Record extracts:

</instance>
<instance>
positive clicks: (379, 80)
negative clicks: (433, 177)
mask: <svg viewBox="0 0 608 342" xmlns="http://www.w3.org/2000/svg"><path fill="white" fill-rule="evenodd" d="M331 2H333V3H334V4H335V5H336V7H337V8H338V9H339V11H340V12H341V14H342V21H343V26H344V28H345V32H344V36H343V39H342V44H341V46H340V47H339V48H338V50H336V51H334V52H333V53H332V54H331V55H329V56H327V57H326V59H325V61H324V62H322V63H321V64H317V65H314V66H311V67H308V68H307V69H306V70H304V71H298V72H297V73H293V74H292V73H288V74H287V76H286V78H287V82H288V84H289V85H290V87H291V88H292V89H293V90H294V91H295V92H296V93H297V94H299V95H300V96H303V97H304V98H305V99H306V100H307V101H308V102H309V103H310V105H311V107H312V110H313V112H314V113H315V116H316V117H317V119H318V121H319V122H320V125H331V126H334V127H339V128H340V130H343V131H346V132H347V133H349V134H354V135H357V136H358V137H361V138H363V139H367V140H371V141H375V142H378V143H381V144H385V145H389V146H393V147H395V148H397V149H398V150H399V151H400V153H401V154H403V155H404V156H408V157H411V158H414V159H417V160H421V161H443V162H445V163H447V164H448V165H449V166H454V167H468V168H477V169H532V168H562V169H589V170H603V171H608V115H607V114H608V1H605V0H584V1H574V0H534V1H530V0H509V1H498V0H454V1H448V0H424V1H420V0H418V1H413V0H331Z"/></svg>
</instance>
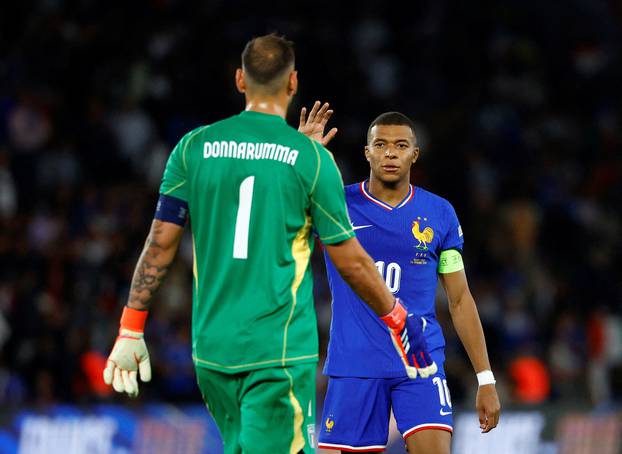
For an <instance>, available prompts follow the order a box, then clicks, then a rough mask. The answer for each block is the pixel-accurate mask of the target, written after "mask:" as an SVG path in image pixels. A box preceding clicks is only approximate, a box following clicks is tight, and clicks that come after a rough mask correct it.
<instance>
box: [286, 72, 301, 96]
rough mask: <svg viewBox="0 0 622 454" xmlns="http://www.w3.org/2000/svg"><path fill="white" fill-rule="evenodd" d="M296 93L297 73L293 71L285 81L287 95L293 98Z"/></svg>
mask: <svg viewBox="0 0 622 454" xmlns="http://www.w3.org/2000/svg"><path fill="white" fill-rule="evenodd" d="M297 91H298V71H296V70H293V71H292V72H291V73H289V79H288V80H287V94H288V95H289V96H294V95H295V94H296V92H297Z"/></svg>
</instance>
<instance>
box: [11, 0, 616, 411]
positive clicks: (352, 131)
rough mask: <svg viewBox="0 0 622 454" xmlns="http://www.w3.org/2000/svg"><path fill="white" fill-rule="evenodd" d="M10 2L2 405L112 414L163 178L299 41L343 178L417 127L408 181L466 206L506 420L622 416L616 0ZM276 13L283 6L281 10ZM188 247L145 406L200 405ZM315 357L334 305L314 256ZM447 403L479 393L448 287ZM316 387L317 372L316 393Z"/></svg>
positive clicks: (301, 97) (300, 87)
mask: <svg viewBox="0 0 622 454" xmlns="http://www.w3.org/2000/svg"><path fill="white" fill-rule="evenodd" d="M409 3H410V4H408V5H400V6H399V7H398V6H395V7H393V6H392V7H390V8H389V7H388V6H387V5H386V4H382V5H379V4H378V2H372V1H370V0H367V1H361V2H358V3H357V5H358V6H357V8H356V9H352V8H350V7H346V6H345V5H344V6H340V5H339V4H336V3H335V2H328V1H324V0H320V1H318V2H312V3H309V2H307V3H303V4H297V5H295V6H294V5H293V4H292V3H291V2H285V1H282V0H279V1H276V2H271V5H270V6H269V7H268V6H266V5H260V4H259V3H258V2H252V3H251V2H246V1H241V2H240V1H235V2H220V1H213V2H212V1H210V2H181V1H175V0H151V1H142V2H141V1H139V2H126V4H124V5H123V6H122V7H119V8H117V7H114V6H113V5H112V4H110V3H106V2H94V1H87V0H83V1H77V2H61V1H55V0H45V1H44V0H40V1H23V2H12V4H6V5H4V4H3V5H2V6H1V7H0V80H1V81H2V83H1V84H0V405H1V406H2V407H4V406H5V405H23V404H45V403H50V402H77V403H83V402H92V401H94V400H97V399H102V398H103V399H114V398H115V397H113V396H111V391H110V390H109V389H108V388H106V387H105V386H103V384H102V381H101V370H102V368H103V364H104V362H105V358H106V356H107V354H108V353H109V350H110V348H111V344H112V342H113V340H114V336H115V332H116V330H117V328H118V320H119V316H120V312H121V307H122V305H123V304H124V303H125V301H126V298H127V294H128V289H129V284H130V280H131V275H132V272H133V267H134V265H135V263H136V260H137V258H138V254H139V253H140V251H141V248H142V244H143V242H144V240H145V237H146V234H147V231H148V228H149V225H150V221H151V219H152V215H153V211H154V208H155V202H156V200H157V192H158V185H159V181H160V177H161V174H162V170H163V168H164V164H165V162H166V159H167V157H168V154H169V153H170V150H171V149H172V147H173V146H174V145H175V143H176V142H177V141H178V140H179V139H180V138H181V136H182V135H183V134H184V133H185V132H187V131H189V130H190V129H192V128H194V127H196V126H198V125H200V124H206V123H210V122H213V121H216V120H218V119H221V118H223V117H226V116H229V115H232V114H235V113H237V112H239V111H240V110H241V109H242V108H243V98H242V97H241V96H240V95H239V94H238V93H236V91H235V88H234V84H233V73H234V70H235V68H236V67H237V66H238V65H239V55H240V52H241V50H242V48H243V45H244V44H245V42H246V41H247V40H248V39H250V38H251V37H252V36H256V35H259V34H263V33H266V32H270V31H278V32H280V33H283V34H285V35H286V36H287V37H289V38H290V39H293V40H294V41H295V42H296V48H297V67H298V70H299V79H300V91H299V93H298V96H297V98H296V101H295V104H294V105H293V106H292V109H291V111H290V116H291V118H290V119H289V122H290V124H292V125H294V126H296V125H297V120H296V118H297V114H298V111H299V109H300V107H302V106H303V105H306V106H309V105H311V104H312V103H313V101H315V100H316V99H319V100H326V101H329V102H331V105H332V107H333V108H334V109H335V115H334V116H333V119H332V120H331V123H332V125H333V126H337V127H338V128H339V133H338V135H337V138H336V139H334V141H333V142H332V143H331V145H330V148H331V150H332V151H333V152H334V154H335V156H336V158H337V161H338V163H339V165H340V168H341V170H342V173H343V176H344V180H345V182H346V183H353V182H356V181H359V180H362V179H364V178H366V176H367V175H368V167H367V162H366V161H365V159H364V157H363V147H364V145H365V135H366V130H367V126H368V124H369V123H370V122H371V121H372V120H373V119H374V118H375V117H376V116H377V115H378V114H380V113H382V112H384V111H389V110H398V111H401V112H403V113H405V114H407V115H409V116H410V117H411V118H413V120H414V121H415V122H416V125H417V128H418V129H417V137H418V140H419V145H420V147H421V149H422V154H421V158H420V160H419V162H418V163H417V164H416V166H415V168H414V172H413V183H415V184H417V185H420V186H422V187H425V188H427V189H429V190H431V191H433V192H436V193H437V194H439V195H441V196H443V197H445V198H447V199H449V200H450V201H451V202H452V204H453V205H454V207H455V208H456V211H457V213H458V216H459V218H460V219H461V222H462V226H463V229H464V235H465V250H464V252H465V263H466V269H467V275H468V278H469V283H470V286H471V290H472V292H473V294H474V296H475V299H476V302H477V303H478V308H479V311H480V316H481V318H482V322H483V324H484V329H485V333H486V336H487V343H488V349H489V353H490V355H491V360H492V364H493V369H494V371H495V373H496V374H497V377H498V379H499V386H500V389H501V392H502V401H503V403H504V404H510V403H514V404H516V405H537V404H542V403H549V402H563V401H572V402H575V403H577V404H581V405H584V406H586V407H587V406H589V407H594V408H603V409H606V408H610V407H612V406H615V405H620V401H621V399H622V318H621V316H622V314H621V311H622V268H616V266H618V265H620V263H622V84H621V83H620V81H622V59H621V57H620V56H621V55H622V54H621V52H620V51H621V49H620V47H621V44H622V6H621V5H620V4H619V3H617V2H611V1H605V0H573V1H571V2H567V3H566V4H565V6H563V7H562V6H561V5H560V4H559V3H557V2H541V1H535V0H522V1H518V0H512V1H507V2H494V1H484V2H466V3H465V2H453V1H449V0H437V1H422V2H409ZM272 8H273V10H271V9H272ZM191 266H192V251H191V247H190V245H189V243H188V241H184V242H183V244H182V249H181V251H180V254H179V257H178V259H177V261H176V265H175V267H174V268H173V269H172V271H171V272H170V275H169V276H168V278H167V280H166V282H165V284H164V285H163V287H162V288H161V291H160V292H159V293H158V295H157V297H156V299H155V301H154V303H153V305H152V307H153V310H152V312H151V314H150V317H149V321H148V323H147V328H146V338H147V339H148V344H149V348H150V353H151V358H152V362H153V367H154V369H155V371H154V372H155V373H154V383H153V385H150V386H144V387H142V396H143V399H159V400H167V401H189V400H194V401H196V402H200V396H199V395H198V392H197V390H196V384H195V379H194V371H193V366H192V362H191V358H190V345H189V340H190V336H189V327H190V305H191V301H190V298H191V296H190V295H191V294H190V291H191V276H192V273H191ZM313 267H314V273H315V283H316V288H315V292H316V297H317V298H316V307H317V311H318V319H319V331H320V336H321V340H322V342H321V354H322V358H323V355H324V353H325V351H326V342H327V336H328V327H329V323H330V293H329V291H328V288H327V282H326V277H325V276H324V270H323V258H322V256H321V253H320V252H319V248H317V250H316V253H315V254H314V256H313ZM438 312H439V318H440V319H441V321H442V323H443V326H444V327H445V334H446V338H447V363H446V369H447V373H448V381H449V384H450V387H451V389H452V392H453V401H454V402H455V403H457V404H464V405H468V406H471V405H472V401H473V400H472V399H473V393H474V391H475V386H476V382H475V377H474V374H473V372H472V370H471V366H470V363H469V361H468V358H467V356H466V353H465V352H464V351H463V349H462V347H461V344H460V342H459V340H458V339H457V337H456V335H455V333H454V331H453V329H452V327H451V320H450V317H449V314H448V311H447V304H446V299H445V296H444V294H443V292H442V291H439V293H438ZM323 383H324V381H323V379H322V378H319V379H318V384H319V386H320V388H321V387H322V386H323Z"/></svg>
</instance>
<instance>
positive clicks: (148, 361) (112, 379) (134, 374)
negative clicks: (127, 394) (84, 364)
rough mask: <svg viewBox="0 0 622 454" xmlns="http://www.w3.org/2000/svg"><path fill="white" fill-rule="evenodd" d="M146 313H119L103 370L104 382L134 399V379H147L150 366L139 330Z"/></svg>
mask: <svg viewBox="0 0 622 454" xmlns="http://www.w3.org/2000/svg"><path fill="white" fill-rule="evenodd" d="M146 318H147V311H139V310H136V309H132V308H129V307H125V308H124V310H123V316H122V317H121V328H120V329H119V335H118V336H117V339H116V341H115V344H114V347H113V348H112V352H111V353H110V356H109V357H108V361H107V362H106V368H105V369H104V382H106V384H107V385H112V387H113V389H114V390H115V391H117V392H119V393H122V392H126V393H127V394H128V395H129V396H130V397H136V396H138V379H137V375H139V374H140V379H141V380H142V381H143V382H148V381H149V380H151V363H150V362H149V352H148V351H147V344H145V340H144V339H143V336H144V334H143V331H144V325H145V319H146Z"/></svg>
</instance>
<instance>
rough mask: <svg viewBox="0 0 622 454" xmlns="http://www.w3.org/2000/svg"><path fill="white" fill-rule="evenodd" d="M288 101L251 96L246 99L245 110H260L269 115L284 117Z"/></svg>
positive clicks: (260, 111)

Instructions to follow: Print nothing except the lines from the line containing "101L251 96L246 99L245" to the end of the listing, exactly as written.

Output for this task:
rough mask: <svg viewBox="0 0 622 454" xmlns="http://www.w3.org/2000/svg"><path fill="white" fill-rule="evenodd" d="M288 101L251 96L246 99L245 110H260L269 115L284 117Z"/></svg>
positive clicks: (260, 111)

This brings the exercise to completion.